▸ **Aim 1**
Quote the stretch of the sermon on Proverbs 10:28 from "The book of" through "into the fire.", word for word.

:: Selected passage ::

Proverbs 10:28

Two Futures, Two Destinies Text: Proverbs 10:28

Introduction: The Great Sorting

The book of Proverbs is intensely practical, but it is not a book of sterile, fortune-cookie moralisms. It is a book about reality. It describes the world as it actually is, under the government of a holy God. And because the world is governed by a holy God, it is a world with a distinct grain. You can either go with the grain, which is righteousness, or you can go against it, which is wickedness. There is no third way. You are either planting a tree that will one day bear fruit, or you are planting a weed that will be pulled up and thrown into the fire.

Our modern sensibilities chafe at this. We want a world of infinite options, a world without consequences, a world where everyone gets a participation trophy and all paths lead to the same vague, happy destination. We want to believe that a man can build his house on the sand of his own subjective feelings and have it stand just as firm as the man who builds on the rock of God's revealed Word. But God is not mocked. Reality is not negotiable. The universe does not grade on a curve.

:::
:: Dataset content ::

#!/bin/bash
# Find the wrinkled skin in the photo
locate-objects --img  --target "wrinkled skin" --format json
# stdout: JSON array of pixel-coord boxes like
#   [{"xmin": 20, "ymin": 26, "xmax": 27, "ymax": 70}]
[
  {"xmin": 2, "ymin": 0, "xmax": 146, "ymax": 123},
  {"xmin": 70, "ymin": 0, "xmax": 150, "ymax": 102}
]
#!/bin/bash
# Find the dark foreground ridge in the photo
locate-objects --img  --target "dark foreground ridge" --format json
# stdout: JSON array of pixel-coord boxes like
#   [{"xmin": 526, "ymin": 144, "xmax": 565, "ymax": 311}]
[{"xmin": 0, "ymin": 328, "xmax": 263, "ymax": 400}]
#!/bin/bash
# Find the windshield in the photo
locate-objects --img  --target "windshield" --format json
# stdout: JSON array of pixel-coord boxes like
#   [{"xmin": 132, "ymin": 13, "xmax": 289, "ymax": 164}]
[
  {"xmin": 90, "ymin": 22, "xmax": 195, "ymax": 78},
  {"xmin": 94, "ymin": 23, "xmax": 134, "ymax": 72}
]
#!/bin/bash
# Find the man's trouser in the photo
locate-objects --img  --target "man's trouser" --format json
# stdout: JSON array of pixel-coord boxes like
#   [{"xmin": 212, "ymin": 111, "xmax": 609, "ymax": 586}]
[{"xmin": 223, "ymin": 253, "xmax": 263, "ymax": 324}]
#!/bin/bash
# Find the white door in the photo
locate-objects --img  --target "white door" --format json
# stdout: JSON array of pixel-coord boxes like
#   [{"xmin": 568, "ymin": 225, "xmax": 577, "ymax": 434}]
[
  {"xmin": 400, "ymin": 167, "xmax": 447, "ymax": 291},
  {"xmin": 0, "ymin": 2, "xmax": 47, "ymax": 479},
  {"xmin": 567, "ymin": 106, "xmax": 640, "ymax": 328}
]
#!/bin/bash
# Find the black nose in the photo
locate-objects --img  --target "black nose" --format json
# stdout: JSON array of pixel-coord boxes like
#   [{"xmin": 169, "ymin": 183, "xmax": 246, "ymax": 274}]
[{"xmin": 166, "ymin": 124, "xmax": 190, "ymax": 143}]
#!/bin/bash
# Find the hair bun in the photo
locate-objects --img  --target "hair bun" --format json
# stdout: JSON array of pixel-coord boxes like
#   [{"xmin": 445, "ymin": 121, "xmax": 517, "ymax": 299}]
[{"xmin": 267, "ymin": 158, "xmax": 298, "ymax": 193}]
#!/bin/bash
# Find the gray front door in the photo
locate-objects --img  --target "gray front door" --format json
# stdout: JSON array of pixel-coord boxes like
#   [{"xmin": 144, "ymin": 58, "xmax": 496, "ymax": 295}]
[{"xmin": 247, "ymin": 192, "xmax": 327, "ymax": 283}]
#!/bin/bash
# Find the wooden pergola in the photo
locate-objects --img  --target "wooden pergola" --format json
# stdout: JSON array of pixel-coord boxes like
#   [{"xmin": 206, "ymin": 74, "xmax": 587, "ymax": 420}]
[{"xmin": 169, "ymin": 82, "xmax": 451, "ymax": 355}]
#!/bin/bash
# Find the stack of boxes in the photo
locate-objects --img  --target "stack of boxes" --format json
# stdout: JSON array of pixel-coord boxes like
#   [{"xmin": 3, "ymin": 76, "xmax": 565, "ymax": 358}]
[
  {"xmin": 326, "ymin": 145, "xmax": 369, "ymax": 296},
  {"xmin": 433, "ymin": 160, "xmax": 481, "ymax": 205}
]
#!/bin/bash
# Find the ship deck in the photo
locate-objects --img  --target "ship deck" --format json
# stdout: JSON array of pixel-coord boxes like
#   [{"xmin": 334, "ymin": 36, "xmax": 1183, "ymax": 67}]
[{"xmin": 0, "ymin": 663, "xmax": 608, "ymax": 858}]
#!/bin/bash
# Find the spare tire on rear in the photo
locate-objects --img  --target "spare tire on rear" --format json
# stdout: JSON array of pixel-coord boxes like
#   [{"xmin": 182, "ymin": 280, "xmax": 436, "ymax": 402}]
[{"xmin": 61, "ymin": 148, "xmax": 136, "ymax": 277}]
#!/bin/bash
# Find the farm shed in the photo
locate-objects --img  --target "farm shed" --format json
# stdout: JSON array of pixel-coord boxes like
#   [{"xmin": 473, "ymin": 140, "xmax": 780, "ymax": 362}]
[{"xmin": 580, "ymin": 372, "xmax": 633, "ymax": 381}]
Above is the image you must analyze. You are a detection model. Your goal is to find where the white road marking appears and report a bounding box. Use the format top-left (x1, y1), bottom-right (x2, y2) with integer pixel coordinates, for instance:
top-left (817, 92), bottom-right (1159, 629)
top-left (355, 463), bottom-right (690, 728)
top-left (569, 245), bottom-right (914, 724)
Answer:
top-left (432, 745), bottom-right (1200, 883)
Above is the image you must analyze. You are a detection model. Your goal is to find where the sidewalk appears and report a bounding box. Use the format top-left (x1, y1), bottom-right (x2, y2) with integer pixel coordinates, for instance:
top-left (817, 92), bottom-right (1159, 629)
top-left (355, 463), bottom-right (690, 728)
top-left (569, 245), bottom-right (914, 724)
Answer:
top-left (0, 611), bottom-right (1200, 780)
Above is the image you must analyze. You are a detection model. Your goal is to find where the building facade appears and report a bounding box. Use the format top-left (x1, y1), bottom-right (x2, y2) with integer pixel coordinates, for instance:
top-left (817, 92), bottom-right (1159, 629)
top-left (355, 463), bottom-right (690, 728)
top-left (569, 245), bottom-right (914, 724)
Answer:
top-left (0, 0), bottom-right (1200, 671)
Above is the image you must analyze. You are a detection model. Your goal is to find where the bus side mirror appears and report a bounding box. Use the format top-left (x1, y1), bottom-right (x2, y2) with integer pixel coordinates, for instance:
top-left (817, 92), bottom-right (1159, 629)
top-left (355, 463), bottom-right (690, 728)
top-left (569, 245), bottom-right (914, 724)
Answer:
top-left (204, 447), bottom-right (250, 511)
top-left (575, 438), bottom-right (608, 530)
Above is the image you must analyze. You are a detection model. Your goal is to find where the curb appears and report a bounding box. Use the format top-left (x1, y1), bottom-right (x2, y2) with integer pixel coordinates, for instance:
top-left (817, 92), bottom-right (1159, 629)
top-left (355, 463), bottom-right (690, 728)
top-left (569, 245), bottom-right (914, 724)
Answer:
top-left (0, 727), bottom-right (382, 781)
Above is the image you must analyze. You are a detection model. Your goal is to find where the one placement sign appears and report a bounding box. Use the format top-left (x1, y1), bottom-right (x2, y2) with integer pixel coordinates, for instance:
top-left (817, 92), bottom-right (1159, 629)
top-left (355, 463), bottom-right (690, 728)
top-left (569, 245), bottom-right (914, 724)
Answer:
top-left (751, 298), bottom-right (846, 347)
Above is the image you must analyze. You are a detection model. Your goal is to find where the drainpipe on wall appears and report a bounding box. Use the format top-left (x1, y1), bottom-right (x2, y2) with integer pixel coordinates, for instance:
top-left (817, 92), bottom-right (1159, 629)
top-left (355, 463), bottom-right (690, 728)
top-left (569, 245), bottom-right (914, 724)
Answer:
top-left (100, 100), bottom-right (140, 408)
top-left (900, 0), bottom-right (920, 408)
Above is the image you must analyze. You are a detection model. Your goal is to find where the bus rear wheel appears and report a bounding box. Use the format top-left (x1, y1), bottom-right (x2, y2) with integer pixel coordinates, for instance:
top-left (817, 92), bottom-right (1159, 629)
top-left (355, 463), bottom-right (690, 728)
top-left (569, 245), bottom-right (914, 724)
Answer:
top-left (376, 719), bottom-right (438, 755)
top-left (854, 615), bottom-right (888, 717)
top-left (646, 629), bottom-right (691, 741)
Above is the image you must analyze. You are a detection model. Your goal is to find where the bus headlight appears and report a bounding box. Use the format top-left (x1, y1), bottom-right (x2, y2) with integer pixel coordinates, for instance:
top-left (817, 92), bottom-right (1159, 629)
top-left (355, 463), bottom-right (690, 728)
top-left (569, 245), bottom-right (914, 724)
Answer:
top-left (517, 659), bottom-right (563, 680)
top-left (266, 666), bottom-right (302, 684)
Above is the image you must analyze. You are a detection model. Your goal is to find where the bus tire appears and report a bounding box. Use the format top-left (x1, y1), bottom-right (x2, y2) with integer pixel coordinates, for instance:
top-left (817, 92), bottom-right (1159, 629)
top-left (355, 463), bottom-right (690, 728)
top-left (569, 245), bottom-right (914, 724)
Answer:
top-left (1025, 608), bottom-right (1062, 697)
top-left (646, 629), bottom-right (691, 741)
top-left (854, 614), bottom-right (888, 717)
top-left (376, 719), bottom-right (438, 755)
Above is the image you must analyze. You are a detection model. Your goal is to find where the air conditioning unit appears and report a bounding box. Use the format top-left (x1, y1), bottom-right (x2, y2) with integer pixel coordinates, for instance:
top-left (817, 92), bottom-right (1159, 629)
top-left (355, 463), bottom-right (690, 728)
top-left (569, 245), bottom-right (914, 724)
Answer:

:::

▸ **Aim 2**
Pull out every line of the rows above that contains the string "wrinkled", matching case exactly.

▸ **Response 1**
The book of Proverbs is intensely practical, but it is not a book of sterile, fortune-cookie moralisms. It is a book about reality. It describes the world as it actually is, under the government of a holy God. And because the world is governed by a holy God, it is a world with a distinct grain. You can either go with the grain, which is righteousness, or you can go against it, which is wickedness. There is no third way. You are either planting a tree that will one day bear fruit, or you are planting a weed that will be pulled up and thrown into the fire.

▸ **Response 2**
# Find the wrinkled skin in the photo
locate-objects --img  --target "wrinkled skin" --format json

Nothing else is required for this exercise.